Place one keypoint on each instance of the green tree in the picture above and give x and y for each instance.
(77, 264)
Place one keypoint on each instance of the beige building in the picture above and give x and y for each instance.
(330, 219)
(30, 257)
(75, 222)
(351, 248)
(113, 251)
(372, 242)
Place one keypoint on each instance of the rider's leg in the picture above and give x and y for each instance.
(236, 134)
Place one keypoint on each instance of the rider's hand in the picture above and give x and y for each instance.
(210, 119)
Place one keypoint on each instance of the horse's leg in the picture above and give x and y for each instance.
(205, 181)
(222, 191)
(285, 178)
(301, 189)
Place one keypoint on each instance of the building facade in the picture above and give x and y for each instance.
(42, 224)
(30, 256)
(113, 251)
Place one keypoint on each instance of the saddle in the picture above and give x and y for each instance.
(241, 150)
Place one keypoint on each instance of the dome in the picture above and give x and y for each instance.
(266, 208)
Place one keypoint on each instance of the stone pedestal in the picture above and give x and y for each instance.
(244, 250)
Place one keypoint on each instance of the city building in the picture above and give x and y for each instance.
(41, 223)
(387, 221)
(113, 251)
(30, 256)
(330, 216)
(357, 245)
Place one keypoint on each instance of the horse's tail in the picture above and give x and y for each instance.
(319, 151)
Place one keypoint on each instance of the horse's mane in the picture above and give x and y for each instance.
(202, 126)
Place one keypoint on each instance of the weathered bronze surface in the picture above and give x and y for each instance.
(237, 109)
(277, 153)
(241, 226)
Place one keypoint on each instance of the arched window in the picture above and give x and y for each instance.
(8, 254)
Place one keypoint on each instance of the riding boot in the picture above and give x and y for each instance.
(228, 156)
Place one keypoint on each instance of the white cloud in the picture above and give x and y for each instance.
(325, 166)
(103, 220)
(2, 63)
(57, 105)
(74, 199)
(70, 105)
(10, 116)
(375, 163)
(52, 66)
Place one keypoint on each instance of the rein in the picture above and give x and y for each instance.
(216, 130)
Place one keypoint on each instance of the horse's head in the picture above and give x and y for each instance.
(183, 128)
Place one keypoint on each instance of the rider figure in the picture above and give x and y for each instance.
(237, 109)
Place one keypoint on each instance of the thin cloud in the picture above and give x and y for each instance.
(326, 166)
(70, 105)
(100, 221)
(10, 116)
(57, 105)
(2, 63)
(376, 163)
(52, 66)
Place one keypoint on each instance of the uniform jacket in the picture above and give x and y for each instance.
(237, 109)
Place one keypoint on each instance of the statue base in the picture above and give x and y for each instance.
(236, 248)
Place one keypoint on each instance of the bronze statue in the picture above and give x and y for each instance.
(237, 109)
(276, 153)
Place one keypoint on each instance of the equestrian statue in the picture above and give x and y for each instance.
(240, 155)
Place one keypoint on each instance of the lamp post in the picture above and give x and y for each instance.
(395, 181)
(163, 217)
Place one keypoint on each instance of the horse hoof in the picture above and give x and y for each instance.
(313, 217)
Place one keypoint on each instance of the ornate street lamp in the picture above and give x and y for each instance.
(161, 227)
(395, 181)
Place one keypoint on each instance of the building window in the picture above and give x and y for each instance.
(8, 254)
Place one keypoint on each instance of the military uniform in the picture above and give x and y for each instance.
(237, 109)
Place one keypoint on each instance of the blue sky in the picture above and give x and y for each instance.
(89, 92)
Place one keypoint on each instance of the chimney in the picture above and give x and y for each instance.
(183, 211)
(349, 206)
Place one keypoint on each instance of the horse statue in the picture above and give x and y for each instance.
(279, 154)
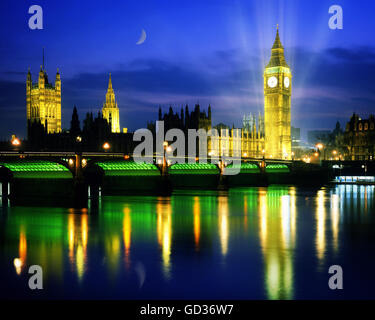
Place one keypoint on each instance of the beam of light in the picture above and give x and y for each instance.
(127, 229)
(197, 222)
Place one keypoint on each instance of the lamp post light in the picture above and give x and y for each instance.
(106, 146)
(320, 147)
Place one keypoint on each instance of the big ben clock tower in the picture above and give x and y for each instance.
(277, 96)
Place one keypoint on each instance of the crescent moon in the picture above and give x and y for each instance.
(142, 37)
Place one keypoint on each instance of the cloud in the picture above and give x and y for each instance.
(327, 86)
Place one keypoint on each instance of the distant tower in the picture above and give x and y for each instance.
(110, 109)
(277, 101)
(43, 101)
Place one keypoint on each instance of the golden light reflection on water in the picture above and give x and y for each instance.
(213, 224)
(197, 222)
(277, 225)
(164, 233)
(335, 219)
(127, 230)
(320, 240)
(20, 262)
(223, 224)
(77, 240)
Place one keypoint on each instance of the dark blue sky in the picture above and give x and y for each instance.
(207, 51)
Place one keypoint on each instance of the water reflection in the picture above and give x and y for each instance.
(164, 231)
(223, 223)
(127, 230)
(20, 262)
(277, 225)
(267, 230)
(197, 222)
(78, 239)
(320, 240)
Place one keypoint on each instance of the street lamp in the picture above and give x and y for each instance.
(106, 146)
(16, 142)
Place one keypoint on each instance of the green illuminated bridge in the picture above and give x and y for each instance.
(90, 175)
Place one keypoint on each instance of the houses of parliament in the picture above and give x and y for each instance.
(43, 103)
(267, 135)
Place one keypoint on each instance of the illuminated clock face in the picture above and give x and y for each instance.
(272, 82)
(286, 82)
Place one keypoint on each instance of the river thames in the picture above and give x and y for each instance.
(248, 243)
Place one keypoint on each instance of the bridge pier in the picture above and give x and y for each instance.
(80, 186)
(223, 179)
(263, 175)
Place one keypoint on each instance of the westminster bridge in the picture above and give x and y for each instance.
(82, 176)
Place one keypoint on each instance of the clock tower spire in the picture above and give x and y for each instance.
(277, 103)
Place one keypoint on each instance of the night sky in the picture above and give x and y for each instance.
(207, 51)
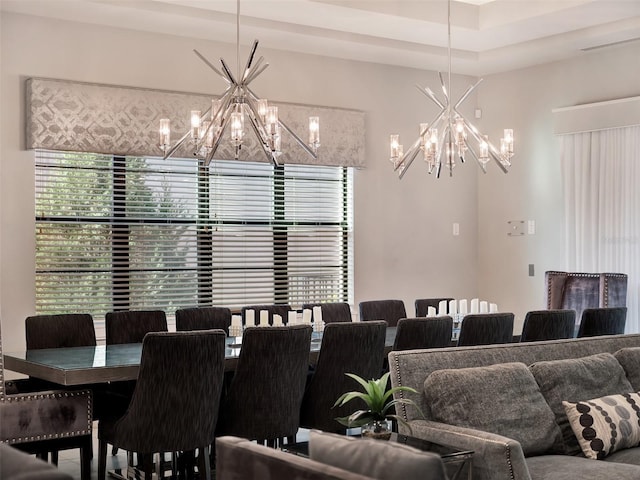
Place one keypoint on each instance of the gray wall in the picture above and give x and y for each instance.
(404, 247)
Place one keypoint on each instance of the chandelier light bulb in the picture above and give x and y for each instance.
(314, 133)
(165, 134)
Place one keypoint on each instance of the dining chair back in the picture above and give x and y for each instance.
(264, 396)
(332, 312)
(422, 305)
(602, 321)
(203, 318)
(413, 333)
(130, 326)
(540, 325)
(281, 309)
(182, 415)
(388, 310)
(354, 347)
(486, 329)
(58, 331)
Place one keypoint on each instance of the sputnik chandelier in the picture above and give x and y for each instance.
(229, 111)
(447, 135)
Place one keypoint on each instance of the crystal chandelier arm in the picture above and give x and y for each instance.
(429, 94)
(304, 146)
(475, 155)
(251, 55)
(255, 71)
(211, 66)
(227, 72)
(406, 160)
(492, 149)
(466, 94)
(253, 121)
(444, 87)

EXERCISE BRIEF = Print all of the records above word for word, leaving out the pictures.

ANSWER TO THIS TASK =
Place one keypoint on each instance of the green tree in the picture above and give x and y for each instance.
(77, 264)
Place one keypoint on each instance of the beige building in the picture above and give x and y for each instance.
(330, 219)
(30, 257)
(75, 222)
(351, 248)
(113, 251)
(372, 242)
Place one keypoint on each instance of the rider's leg in the picture above and give x and y for each instance.
(236, 134)
Place one keypoint on each instance of the rider's hand in the picture above and give x and y for each instance.
(210, 119)
Place one keypoint on each instance of the horse's leg in the picture above and give x and y for each instance.
(205, 181)
(222, 191)
(285, 178)
(301, 189)
Place one keypoint on each instance of the building facade in the picture above and give x and y for each instance.
(42, 224)
(30, 256)
(113, 251)
Place one keypoint on each instance of the saddle in the picture above and give x and y for each instance.
(241, 150)
Place one keypoint on each instance of the dome in the picture above and give x and y for each instance.
(266, 208)
Place one keypoint on each instance of the stone pedestal in the picture above and give x and y for each instance.
(244, 250)
Place one keypoint on each instance of the city building in the picture above and give x and y for each instance.
(41, 223)
(387, 221)
(113, 251)
(30, 256)
(330, 216)
(357, 245)
Place one keypoint on each instance of the horse's tail in the picture above and give x and y for each instance.
(319, 151)
Place one keypoint on each instance of the horse's mane in the picture above and give x and y for each instance.
(202, 126)
Place one keypoint on each instance of the weathered bronze surface in the picture above and give x and y for each instance.
(237, 109)
(277, 153)
(241, 226)
Place one keypoint on each instance of the arched window in the picture above and give x and y for each instance.
(8, 254)
Place one keypoint on each instance of the riding boot in the picture above and give x and y for each instance.
(228, 156)
Place one keypoint on each instance of the white cloud in the picture above and give x and y for each instance.
(325, 166)
(103, 220)
(2, 63)
(57, 105)
(74, 199)
(70, 105)
(10, 116)
(375, 163)
(52, 66)
Place one keypoint on each instance of the rein in the picture above and give x and y for each instance.
(216, 130)
Place one keypoint on each instance of the horse's head in the picture above and give x and y for each instance.
(183, 128)
Place one keypoint on each instance of the rider figure in the picture above and give x and y for each instance.
(237, 109)
Place one keypoint on each instance of the thin cloud in the picture above and give x and y for each instance.
(326, 166)
(70, 105)
(100, 221)
(10, 116)
(57, 105)
(2, 63)
(376, 163)
(52, 66)
Place one keypoint on each instance of the uniform jacket in the picture above and give x and y for each instance.
(237, 109)
Place one keypoint on each instance of the statue base in the picture above and give x and y for each instance.
(236, 248)
Place one keypoint on each instance of the bronze statue in the picture above and give x and y for each instance.
(237, 109)
(276, 153)
Place one keypoint on each instance of the equestrian statue in the picture above and give x and y for each instance.
(240, 155)
Place one keypoint on each instance of the lamp post in the picture above and give x and y for each instance.
(395, 181)
(163, 217)
Place one keypoint on each instance of the horse hoof in the picture above and give x and y for each instance.
(313, 217)
Place one keypoint on each instance of the ornate street lamp in the picture above and give x and y for each instance.
(161, 227)
(395, 181)
Place one keypoint on each instance of the building window in the picture above and give x and y for each instance.
(8, 254)
Place one keypoint on each instance of the military uniform in the picture above and give x and y for each instance.
(237, 109)
Place one keypoint on each instance of the blue sky in the picture above and give x and y for each instance.
(89, 92)
Place one keypoint on each instance of the chimney in the picture above and give x and y for each instance.
(183, 211)
(349, 206)
Place one keypoint on each instance of the horse statue in the picture above and give x and y for each instance.
(279, 154)
Place one keypoint on each instance of the beam of light in the picture above and give x and y for each instance.
(127, 229)
(197, 222)
Place one keypoint on each instance of the lamp post light in the picture above and give x and y for each instance.
(106, 146)
(320, 147)
Place one keypoint on each instance of the big ben clock tower in the picture above and give x and y for each instance.
(277, 96)
Place one keypoint on each instance of the crescent moon in the picture above and give x and y for each instance.
(142, 37)
Place one keypoint on each instance of the cloud in the picture above and give x and y for each instance.
(327, 86)
Place one keypoint on each instance of the distant tower in the picture above and give x and y for each instance.
(110, 109)
(277, 101)
(43, 101)
Place one keypoint on each instance of the golden light reflection on water in the picture above and give x and y for each instance.
(213, 224)
(197, 222)
(277, 225)
(164, 233)
(335, 219)
(127, 230)
(320, 240)
(20, 262)
(223, 224)
(77, 240)
Place one keypoint on each instance of the dark blue sky in the picture above and give x and y for each instance.
(207, 51)
Place one keypoint on each instance of the water reflection in the picture above and give x and y for each instance.
(164, 231)
(223, 223)
(127, 230)
(20, 262)
(277, 225)
(267, 230)
(197, 222)
(78, 239)
(320, 240)
Place one keypoint on each instance of the street lamp in the picture above and give x and y for each instance.
(106, 146)
(16, 142)
Place one keypoint on each instance of the green illuminated bridge in the picture above and give x and y for each instance.
(90, 175)
Place one keypoint on each instance of the houses of parliament in the picture above and give x and y for each instance.
(43, 103)
(267, 135)
Place one keypoint on each instance of the illuminated clock face in the picture above and give x and y for each instance.
(272, 82)
(286, 82)
Place one keypoint on each instance of the river thames in the picture above and give x and y for each instance.
(248, 243)
Place one keypoint on each instance of the bridge pier in the picture above and give x and y for each instance.
(80, 186)
(223, 179)
(263, 175)
Place one keypoint on each instance of the westminster bridge in the picture above and give x and y for each instance.
(82, 176)
Place one keypoint on each instance of the clock tower spire in the picture above and give x and y for each instance.
(277, 103)
Place one keypoint on each instance of the night sky in the picture above and give x and y for each instance.
(207, 51)
Place one keypoint on each instance of the gray wall in the picture above and give x and y for each instance.
(404, 247)
Place one keypoint on each instance of the chandelier light bulb in the picture above and give x and y for each instance.
(314, 133)
(165, 134)
Place one keypoint on each instance of the dining chair back in the picture above and give x and y for each instance.
(264, 396)
(332, 312)
(422, 305)
(602, 321)
(203, 318)
(413, 333)
(130, 326)
(540, 325)
(281, 309)
(182, 415)
(388, 310)
(354, 347)
(486, 329)
(58, 331)
Place one keypoint on each instance of the sputnik chandelier in the picture above and give x and y for each instance.
(229, 111)
(447, 135)
Place one keypoint on each instance of the crystal chandelier arm in the picture above and give x and y for each instance.
(429, 94)
(304, 146)
(475, 155)
(251, 55)
(255, 71)
(211, 66)
(227, 72)
(406, 160)
(492, 149)
(466, 94)
(253, 121)
(444, 87)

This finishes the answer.